- Instructions to follow: Could you reproduce every one of the records below word for word, with nothing changed?

- Provided records:
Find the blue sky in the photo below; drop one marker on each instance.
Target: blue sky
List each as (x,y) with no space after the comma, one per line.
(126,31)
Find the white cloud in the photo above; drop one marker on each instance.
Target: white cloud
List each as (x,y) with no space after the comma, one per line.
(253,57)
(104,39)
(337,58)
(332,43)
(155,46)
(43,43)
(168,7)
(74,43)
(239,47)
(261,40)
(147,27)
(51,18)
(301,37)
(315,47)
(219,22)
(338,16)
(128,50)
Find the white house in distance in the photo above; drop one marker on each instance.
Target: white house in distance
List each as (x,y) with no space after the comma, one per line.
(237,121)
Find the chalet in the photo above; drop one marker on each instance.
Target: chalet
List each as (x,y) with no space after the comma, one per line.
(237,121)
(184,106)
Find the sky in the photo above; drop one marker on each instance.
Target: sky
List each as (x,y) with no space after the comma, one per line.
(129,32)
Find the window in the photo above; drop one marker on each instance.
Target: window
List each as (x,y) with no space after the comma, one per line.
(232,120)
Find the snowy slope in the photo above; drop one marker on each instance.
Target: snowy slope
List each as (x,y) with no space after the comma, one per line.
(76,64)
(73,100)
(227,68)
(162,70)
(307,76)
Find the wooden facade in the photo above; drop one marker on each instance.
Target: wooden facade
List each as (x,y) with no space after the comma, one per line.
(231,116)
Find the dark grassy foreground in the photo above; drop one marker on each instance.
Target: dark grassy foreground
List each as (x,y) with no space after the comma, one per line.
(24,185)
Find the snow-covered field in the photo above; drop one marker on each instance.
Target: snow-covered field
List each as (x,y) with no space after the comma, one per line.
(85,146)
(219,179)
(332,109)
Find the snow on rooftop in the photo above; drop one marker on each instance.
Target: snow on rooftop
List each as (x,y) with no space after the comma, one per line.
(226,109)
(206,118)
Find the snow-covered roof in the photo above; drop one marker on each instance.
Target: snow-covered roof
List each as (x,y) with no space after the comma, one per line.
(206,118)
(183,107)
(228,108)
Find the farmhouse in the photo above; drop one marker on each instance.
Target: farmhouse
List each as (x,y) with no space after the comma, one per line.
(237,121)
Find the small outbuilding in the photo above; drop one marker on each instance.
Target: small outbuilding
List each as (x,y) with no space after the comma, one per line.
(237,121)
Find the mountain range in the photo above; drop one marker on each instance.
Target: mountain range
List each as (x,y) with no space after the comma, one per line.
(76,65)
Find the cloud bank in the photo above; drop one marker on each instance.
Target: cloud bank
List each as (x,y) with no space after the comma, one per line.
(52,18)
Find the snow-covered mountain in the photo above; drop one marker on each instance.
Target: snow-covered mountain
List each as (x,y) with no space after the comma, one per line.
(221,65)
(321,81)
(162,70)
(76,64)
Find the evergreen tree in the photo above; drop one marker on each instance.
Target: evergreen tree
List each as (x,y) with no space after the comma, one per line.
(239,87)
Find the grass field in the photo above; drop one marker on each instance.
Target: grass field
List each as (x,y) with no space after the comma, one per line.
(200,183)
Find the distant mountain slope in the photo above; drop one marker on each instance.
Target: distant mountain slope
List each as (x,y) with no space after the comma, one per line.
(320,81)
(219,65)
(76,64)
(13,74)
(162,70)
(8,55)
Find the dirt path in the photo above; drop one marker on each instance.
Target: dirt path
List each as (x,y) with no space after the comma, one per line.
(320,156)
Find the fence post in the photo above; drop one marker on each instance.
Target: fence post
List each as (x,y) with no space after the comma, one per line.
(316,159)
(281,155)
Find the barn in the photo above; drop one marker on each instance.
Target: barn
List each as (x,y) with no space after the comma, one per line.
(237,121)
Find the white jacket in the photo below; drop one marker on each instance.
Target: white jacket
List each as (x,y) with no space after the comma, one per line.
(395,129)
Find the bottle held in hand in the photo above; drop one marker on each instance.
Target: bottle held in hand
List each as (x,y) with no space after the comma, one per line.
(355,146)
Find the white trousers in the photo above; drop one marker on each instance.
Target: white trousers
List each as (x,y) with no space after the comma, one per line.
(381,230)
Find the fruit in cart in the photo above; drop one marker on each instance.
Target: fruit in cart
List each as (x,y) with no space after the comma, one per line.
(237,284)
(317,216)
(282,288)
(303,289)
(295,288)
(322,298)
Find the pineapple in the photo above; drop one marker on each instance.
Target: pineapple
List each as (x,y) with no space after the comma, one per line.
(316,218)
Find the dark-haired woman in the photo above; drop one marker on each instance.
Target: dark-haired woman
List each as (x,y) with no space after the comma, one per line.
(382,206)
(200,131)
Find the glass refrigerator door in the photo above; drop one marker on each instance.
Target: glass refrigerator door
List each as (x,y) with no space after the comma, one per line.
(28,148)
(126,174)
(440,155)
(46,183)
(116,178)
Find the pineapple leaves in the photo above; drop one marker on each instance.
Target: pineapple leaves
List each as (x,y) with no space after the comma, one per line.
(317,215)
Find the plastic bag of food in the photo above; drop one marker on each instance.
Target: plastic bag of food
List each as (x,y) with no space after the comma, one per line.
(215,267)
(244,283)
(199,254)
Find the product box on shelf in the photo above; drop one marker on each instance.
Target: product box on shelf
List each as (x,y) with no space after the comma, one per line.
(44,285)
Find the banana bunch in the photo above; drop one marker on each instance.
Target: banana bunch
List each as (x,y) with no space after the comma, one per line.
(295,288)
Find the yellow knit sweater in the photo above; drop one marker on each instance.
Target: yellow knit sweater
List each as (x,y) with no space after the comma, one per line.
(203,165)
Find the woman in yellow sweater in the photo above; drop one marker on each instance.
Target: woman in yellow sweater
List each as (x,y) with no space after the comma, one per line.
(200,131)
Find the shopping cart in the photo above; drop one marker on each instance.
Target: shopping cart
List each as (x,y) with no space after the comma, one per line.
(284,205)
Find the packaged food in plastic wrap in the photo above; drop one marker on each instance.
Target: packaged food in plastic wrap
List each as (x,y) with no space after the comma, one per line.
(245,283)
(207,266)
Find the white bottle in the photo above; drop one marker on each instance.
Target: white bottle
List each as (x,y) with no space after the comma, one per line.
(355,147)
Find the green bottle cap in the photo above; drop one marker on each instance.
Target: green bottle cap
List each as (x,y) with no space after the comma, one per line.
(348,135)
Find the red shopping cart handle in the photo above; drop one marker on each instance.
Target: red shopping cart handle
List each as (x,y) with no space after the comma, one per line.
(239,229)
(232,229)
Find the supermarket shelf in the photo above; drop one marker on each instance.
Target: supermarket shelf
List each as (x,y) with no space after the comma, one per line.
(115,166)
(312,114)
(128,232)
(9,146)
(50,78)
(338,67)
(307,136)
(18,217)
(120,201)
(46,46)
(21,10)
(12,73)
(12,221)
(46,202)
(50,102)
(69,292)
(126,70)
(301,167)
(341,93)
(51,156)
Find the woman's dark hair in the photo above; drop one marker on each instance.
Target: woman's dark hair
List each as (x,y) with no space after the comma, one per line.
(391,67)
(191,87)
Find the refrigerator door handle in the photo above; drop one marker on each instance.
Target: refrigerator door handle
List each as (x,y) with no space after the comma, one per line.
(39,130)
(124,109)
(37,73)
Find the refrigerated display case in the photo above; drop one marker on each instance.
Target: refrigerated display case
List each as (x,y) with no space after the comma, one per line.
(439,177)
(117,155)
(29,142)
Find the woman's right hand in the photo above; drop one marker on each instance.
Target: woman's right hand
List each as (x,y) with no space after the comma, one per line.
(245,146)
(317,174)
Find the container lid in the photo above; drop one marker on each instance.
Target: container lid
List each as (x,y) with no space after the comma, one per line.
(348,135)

- Task answer:
Find the blue sky in the photo below; drop one marker on each instance.
Target: blue sky
List each as (x,y) with no space after the comma, one per line.
(126,31)
Find the white cloud in the photo above; drop one marker on each instance.
Target: white cloud
List each as (x,y) with no space after the comma, one per line.
(253,57)
(104,39)
(337,58)
(332,43)
(155,46)
(43,43)
(168,7)
(74,43)
(239,47)
(261,40)
(147,27)
(51,18)
(301,37)
(315,47)
(219,22)
(338,16)
(128,50)
Find the white house in distance in the photo above; drop one marker on each instance.
Target: white house in distance
List each as (x,y) with no space after the comma, one per line.
(237,121)
Find the chalet in the photo above; drop one marker on each instance.
Target: chalet
List each as (x,y) with no space after the comma, one per line.
(237,121)
(184,106)
Find the sky in the photo above; drop one marker on each instance.
Target: sky
List each as (x,y) with no space after the comma, one per line.
(129,32)
Find the window in the photo above; drop one marker on each instance.
Target: window
List each as (x,y) with no space after the comma, one per line.
(232,120)
Find the snowy slope in the photo above; drop one marker on each instance.
Target: snowy slope
List each as (x,y) with no space after the comma, one per line.
(76,64)
(73,100)
(227,68)
(162,70)
(307,76)
Find the wooden facade in the photo above; drop one marker on each instance.
Target: wooden facade
List each as (x,y) with no space after the comma, one per line.
(231,116)
Find the dark grassy foreground in the photo above; drop one marker on each instance.
Target: dark grassy foreground
List each as (x,y) with no space after the comma, one per line.
(24,185)
Find the snow-covered field in the photo above; drop one marker on each instance.
Target: snow-covered field
List each as (x,y) with no space after the comma, one per line.
(85,146)
(219,179)
(332,109)
Find the snow on rooftop in the photo above; drop one marker on each instance.
Target: snow on rooftop
List each as (x,y) with no space after the comma, one per line.
(226,109)
(206,118)
Find the snow-covered roof in the photo above; drop one marker on each instance.
Target: snow-covered roof
List each as (x,y) with no space after the comma, one per line.
(206,118)
(183,107)
(228,108)
Find the farmhouse in the photo above; drop one marker on each instance.
Target: farmhouse
List each as (x,y) with no space after the comma, one per line.
(237,121)
Find the small outbuilding in the photo above; drop one marker on each instance.
Target: small outbuilding
List each as (x,y) with no space after the comma, one per line.
(237,121)
Find the mountain range in the photo above; drop one marker on each instance.
Target: mountain range
List each as (x,y) with no space after the comma, one per line.
(76,65)
Find the cloud bank in the photo above; drop one marker on each instance.
Target: cloud bank
List each as (x,y) with no space after the comma, one per line.
(52,18)
Find the snow-covered mountain in the photo above; drop one marker on each instance.
Target: snow-covered mountain
List each as (x,y) with no space after the comma, one per line.
(221,65)
(321,81)
(162,70)
(76,64)
Find the evergreen tree in the photo above; drop one marker on each instance.
Target: evergreen tree
List each as (x,y) with no space after the comma, one per line.
(239,87)
Find the grass field in the photo above; drop one marker on each instance.
Target: grass field
List each as (x,y) with no space after the comma, one per line.
(200,183)
Find the distant mountain slope in the photo above; drop one marker on each instance.
Target: distant mountain slope
List each as (x,y) with no space after the comma, one per line.
(320,81)
(219,65)
(76,64)
(13,74)
(162,70)
(8,55)
Find the dirt path in the photo above; drop one marker on each instance.
Target: dirt path
List each as (x,y) with no space after the comma, one per line.
(320,156)
Find the fence post in the photo above; drop one marker on each instance.
Target: fence post
List each as (x,y) with no space after the comma, one per line.
(316,159)
(281,155)
Find the barn in the photo above; drop one marker on each instance.
Target: barn
List each as (x,y) with no space after the comma, one per line.
(237,121)
Find the white jacket in the photo below; drop one marker on each instance.
Target: white jacket
List each as (x,y) with no space after the comma, one per line.
(395,129)
Find the bottle held in hand in the photo above; drop one marker on each instance.
Target: bottle held in hand
List each as (x,y) with no space after the comma, one per line.
(355,146)
Find the white trousers in the photo above; drop one marker on each instance.
Target: white trousers
List each as (x,y) with no space after the comma, one per line.
(381,230)
Find the fruit in cart in the photo above; drop one marker on each instance.
Target: fruit in cart
List each as (x,y) with no space after the comma, one per line.
(237,284)
(317,216)
(282,288)
(303,289)
(295,288)
(322,298)
Find the pineapple in the photo above; drop one marker on each instance.
Target: pineapple
List each as (x,y) with no space after the comma, one per line.
(316,218)
Find the dark-haired woman in the photo above; drop one marker on each instance.
Target: dark-haired woman
List each as (x,y) with no space after the comma, one per line.
(382,206)
(200,131)
Find the glass refrigerator door in the photo above; drop one marker on each instance.
Target: glass refrigerator door
List each as (x,y) with no space after the comma, one per line.
(28,148)
(126,174)
(440,155)
(46,183)
(116,178)
Find the pineapple leaves in the photo above; drop one marker on each instance.
Target: pineapple leaves
List each as (x,y) with no space after the comma, one per line.
(317,215)
Find the plastic bag of food in the photo above; drop one marker on each instance.
Target: plastic bag of food
List each as (x,y) with no space after the comma, one per line.
(215,267)
(244,283)
(199,254)
Find the product box on shelf in the photo above; drop one marker on each instance.
Target: product box on shelf
List each as (x,y) with no space after the comma, one per line.
(44,285)
Find the banana bunch in the photo above; drop one marker on each instance.
Target: banana bunch
List each as (x,y) with no space after the comma, one per line.
(295,288)
Find the yellow knit sweater in the photo above; drop one marker on each instance.
Target: yellow knit sweater
List each as (x,y) with no space after the comma, one per line.
(203,165)
Find the woman in yellow sweater in the photo above; drop one marker on each instance.
Target: woman in yellow sweater
List each as (x,y) with no space after the comma, one per line.
(200,131)
Find the shopping cart in the photo above; drop one marker on each instance.
Target: shopping cart
List each as (x,y) with no space after the comma, one per line.
(284,205)
Find the packaged food in plastic wrap in the photo above; drop one marker on each instance.
Target: packaged food in plastic wrap
List each as (x,y) with no space after the comma, one per line.
(245,283)
(207,266)
Find the white bottle in the photo above; drop one marker on each instance.
Target: white bottle
List each as (x,y) with no space after the comma, one per line.
(355,147)
Find the green bottle cap in the photo above; drop one marker on each instance.
Target: green bottle cap
List each as (x,y) with no space after the comma, one per line.
(348,135)
Find the red shopping cart handle in the photo above; drop one marker on each instance.
Target: red shopping cart handle
List each as (x,y) with no space after the comma, one per line.
(239,229)
(232,229)
Find the supermarket shelf in the photo above; drop one marker on each instance.
Target: supermarket shelf
List each as (x,y) with no space after the comma, one per line.
(115,166)
(312,114)
(128,232)
(9,146)
(50,78)
(338,67)
(307,136)
(18,217)
(120,201)
(46,46)
(21,10)
(12,73)
(12,221)
(46,202)
(50,102)
(69,292)
(126,70)
(301,167)
(341,93)
(51,156)
Find the woman's dark hair in the photo above; drop one marker on each instance.
Target: woman's dark hair
List each as (x,y) with no space after the comma, one per line.
(391,67)
(191,87)
Find the refrigerator door handle in the photo above; drop one marker on each instance.
Target: refrigerator door handle
List each as (x,y) with no space after the comma, one per line.
(39,130)
(124,109)
(37,73)
Find the refrigerated display case in the photo above; drop one marker on each instance.
Target: refrigerated display case
List each as (x,y) with no space after the comma, one per line.
(439,177)
(117,155)
(29,142)
Find the woman's right hand in the photo above; drop one marker on each instance.
Target: woman's right hand
List each as (x,y) with no space after the comma, one per line.
(245,146)
(317,174)
Find the container lid in the photo above; drop one marker on each instance.
Target: container lid
List each as (x,y) with no space after the comma, one per line.
(348,135)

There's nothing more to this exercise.